▶ SELECTED EXCERPT
╔══

[syslog-ng] syslog-ng dropping log messages forwarded w/TCP

Balazs Scheidler bazsi@balabit.hu
Tue, 7 Mar 2000 21:11:17 +0100


> >Probably the speed of your network is less than required. How fast are
> >you
> >sending those messages? syslog-ng can do with quite high loads (2G logs
> >a
> >day), but it still cannot widen your network bandwidth. Note that log
> >connections in syslog-ng (e.g. a log statement) is not flowcontrolled.
> >This
> >means that messages are continously read even if they have not yet been
> >flushed to the destination. The reason behind this is to prevent
> >syslog-ng
> >to become the bottleneck.

╚══

▶ APPLY WHAT YOU READ
A. From the syslog-ng forum post, copy the passage starting at "[syslog-ng] syslog-ng dropping" and ending at "is not flowcontrolled.".
B. In the syslog-ng forum post, why does syslog-ng keep reading messages before they have been flushed to the destination?
C. Answer these about the syslog-ng forum post:
(i) What load does the post say syslog-ng can handle?
(ii) What does the post say syslog-ng still cannot do?
(iii) On what date was the post sent?

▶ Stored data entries
╔══

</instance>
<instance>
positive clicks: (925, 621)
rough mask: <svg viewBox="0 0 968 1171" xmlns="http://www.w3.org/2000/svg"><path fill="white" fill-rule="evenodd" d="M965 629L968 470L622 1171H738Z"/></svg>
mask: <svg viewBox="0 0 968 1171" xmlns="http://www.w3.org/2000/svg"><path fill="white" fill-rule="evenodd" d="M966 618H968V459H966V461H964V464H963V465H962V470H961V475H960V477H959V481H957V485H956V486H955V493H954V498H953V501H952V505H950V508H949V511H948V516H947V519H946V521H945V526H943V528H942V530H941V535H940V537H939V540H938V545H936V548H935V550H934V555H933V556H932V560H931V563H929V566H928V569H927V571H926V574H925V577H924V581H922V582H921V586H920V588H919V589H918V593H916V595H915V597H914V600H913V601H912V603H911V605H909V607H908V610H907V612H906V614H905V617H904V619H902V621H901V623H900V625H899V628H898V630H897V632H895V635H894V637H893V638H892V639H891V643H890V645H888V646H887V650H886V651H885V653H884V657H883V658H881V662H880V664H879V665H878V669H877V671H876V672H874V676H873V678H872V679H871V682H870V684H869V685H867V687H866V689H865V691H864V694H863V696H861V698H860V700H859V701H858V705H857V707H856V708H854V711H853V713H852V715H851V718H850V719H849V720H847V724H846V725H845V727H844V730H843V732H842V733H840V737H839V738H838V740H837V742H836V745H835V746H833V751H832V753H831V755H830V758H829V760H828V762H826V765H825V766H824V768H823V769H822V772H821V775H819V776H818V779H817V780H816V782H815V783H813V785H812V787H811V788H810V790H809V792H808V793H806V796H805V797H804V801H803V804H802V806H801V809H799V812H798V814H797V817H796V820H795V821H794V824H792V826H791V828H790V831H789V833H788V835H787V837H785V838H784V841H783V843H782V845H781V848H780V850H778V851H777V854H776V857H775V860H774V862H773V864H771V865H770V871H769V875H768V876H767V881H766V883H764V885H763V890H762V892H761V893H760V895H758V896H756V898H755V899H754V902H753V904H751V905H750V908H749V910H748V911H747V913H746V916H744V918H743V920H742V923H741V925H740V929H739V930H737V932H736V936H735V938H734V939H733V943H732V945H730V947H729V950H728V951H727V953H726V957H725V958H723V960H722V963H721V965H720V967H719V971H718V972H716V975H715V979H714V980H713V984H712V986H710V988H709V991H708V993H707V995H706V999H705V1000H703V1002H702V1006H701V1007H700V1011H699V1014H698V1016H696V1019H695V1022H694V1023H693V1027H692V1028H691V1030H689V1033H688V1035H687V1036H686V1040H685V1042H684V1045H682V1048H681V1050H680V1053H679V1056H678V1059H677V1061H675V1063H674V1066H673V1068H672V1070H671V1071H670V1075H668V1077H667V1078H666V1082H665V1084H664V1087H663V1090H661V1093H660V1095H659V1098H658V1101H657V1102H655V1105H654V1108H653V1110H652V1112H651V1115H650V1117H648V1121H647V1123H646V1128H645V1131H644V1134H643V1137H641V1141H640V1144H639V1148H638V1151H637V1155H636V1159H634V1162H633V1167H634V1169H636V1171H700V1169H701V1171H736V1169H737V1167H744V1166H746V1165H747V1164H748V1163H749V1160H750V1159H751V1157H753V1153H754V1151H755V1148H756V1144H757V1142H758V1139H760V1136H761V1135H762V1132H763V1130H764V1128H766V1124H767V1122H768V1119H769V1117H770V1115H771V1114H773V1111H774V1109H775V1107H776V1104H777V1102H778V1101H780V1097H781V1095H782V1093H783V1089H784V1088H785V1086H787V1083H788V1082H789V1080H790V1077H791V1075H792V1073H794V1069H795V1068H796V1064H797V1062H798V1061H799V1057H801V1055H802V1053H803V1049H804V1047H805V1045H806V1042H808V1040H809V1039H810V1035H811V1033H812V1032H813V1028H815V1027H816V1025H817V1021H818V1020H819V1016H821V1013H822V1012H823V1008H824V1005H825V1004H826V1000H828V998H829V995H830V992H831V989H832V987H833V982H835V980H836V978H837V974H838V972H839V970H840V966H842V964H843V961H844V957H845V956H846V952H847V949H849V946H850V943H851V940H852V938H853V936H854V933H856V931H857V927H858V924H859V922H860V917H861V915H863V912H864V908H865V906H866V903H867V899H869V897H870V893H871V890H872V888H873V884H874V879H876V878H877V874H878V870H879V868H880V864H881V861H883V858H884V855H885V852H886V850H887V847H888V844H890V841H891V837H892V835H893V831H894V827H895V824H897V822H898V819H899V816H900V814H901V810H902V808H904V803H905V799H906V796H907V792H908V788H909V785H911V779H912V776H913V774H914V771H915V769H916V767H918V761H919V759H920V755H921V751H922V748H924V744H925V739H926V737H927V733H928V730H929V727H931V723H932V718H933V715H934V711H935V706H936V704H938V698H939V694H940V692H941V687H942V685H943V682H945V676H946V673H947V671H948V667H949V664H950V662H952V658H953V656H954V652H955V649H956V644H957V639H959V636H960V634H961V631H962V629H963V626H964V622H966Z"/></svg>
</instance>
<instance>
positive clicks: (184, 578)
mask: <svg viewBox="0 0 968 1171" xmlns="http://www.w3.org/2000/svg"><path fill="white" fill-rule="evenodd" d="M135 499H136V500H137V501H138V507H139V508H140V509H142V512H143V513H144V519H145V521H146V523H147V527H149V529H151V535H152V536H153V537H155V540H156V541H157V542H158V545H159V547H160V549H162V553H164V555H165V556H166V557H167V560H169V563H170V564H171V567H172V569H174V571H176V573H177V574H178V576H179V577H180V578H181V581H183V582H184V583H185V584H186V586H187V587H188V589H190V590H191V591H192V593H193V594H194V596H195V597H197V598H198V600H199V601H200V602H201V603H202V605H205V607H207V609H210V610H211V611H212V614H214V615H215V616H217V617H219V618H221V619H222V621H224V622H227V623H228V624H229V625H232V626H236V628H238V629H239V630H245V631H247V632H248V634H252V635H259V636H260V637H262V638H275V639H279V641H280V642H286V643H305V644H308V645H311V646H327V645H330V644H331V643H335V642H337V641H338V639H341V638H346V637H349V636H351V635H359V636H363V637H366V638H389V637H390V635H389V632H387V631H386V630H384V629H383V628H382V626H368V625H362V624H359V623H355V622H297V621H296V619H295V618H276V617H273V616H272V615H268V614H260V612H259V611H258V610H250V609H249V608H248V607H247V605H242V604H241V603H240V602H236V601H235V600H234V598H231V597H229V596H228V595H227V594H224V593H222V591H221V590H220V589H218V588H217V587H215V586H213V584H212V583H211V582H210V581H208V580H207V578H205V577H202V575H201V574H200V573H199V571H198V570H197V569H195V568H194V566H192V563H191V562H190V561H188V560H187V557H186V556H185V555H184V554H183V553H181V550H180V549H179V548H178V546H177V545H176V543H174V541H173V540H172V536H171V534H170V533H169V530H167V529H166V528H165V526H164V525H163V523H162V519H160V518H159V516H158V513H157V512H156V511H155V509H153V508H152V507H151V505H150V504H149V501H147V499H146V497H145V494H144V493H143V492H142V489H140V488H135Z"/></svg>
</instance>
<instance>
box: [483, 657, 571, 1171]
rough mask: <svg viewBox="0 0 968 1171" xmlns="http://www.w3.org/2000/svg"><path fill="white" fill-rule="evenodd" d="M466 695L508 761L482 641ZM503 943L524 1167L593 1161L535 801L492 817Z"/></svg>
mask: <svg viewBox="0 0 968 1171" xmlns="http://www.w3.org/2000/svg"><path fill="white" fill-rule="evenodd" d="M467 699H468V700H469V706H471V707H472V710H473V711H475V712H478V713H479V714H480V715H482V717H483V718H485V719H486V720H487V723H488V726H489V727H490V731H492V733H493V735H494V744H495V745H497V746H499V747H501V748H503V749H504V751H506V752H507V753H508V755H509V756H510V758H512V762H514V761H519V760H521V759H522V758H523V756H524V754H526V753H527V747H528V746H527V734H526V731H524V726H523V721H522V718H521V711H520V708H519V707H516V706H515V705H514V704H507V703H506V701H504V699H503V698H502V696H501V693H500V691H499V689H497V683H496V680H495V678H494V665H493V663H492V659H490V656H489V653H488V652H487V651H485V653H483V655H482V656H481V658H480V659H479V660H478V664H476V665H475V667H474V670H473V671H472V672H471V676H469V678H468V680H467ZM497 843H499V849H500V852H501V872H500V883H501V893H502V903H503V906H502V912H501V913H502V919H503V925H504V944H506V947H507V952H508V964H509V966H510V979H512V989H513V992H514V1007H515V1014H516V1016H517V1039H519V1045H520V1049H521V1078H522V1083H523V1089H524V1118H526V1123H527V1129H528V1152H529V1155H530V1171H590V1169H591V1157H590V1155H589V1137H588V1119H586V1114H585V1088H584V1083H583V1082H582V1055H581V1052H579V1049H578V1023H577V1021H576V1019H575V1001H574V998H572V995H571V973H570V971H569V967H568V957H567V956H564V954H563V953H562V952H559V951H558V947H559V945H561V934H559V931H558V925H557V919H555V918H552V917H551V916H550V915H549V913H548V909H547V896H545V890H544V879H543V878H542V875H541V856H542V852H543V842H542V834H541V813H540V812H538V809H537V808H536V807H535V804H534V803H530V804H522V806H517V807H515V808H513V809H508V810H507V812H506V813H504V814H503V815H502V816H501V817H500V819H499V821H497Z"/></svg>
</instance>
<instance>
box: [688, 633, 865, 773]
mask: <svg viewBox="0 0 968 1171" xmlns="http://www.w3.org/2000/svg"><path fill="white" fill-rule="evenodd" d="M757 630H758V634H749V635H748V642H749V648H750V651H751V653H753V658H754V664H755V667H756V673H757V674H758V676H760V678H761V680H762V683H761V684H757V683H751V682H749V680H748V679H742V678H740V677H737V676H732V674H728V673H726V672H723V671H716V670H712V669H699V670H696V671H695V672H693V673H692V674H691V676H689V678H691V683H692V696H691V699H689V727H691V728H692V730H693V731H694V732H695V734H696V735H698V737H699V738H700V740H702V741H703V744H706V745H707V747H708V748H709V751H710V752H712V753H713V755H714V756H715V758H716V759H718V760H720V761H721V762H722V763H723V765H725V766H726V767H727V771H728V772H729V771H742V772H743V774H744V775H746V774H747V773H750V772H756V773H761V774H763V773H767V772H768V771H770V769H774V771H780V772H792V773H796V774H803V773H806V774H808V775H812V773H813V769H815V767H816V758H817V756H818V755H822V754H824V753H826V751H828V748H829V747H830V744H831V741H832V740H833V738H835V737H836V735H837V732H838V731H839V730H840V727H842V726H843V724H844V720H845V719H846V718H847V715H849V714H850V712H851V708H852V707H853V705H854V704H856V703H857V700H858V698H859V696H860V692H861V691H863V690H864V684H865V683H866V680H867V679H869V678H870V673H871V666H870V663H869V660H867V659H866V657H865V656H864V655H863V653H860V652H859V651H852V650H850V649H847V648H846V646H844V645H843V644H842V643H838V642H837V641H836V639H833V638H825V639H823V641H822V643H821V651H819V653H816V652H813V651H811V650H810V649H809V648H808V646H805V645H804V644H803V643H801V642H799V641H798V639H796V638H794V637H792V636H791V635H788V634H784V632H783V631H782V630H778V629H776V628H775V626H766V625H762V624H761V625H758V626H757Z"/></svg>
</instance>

╚══

▶ PER-TASK ANSWERS
A.
[syslog-ng] syslog-ng dropping log messages forwarded w/TCP

Balazs Scheidler bazsi@balabit.hu
Tue, 7 Mar 2000 21:11:17 +0100


> >Probably the speed of your network is less than required. How fast are
> >you
> >sending those messages? syslog-ng can do with quite high loads (2G logs
> >a
> >day), but it still cannot widen your network bandwidth. Note that log
> >connections in syslog-ng (e.g. a log statement) is not flowcontrolled.

B. Log connections in syslog-ng are not flow-controlled, so messages keep being read even if they haven't been flushed yet. This is done to keep syslog-ng from becoming the bottleneck.

C.
(i) Quite high loads, 2G logs a day.
(ii) Widen your network bandwidth.
(iii) Tuesday, 7 March 2000.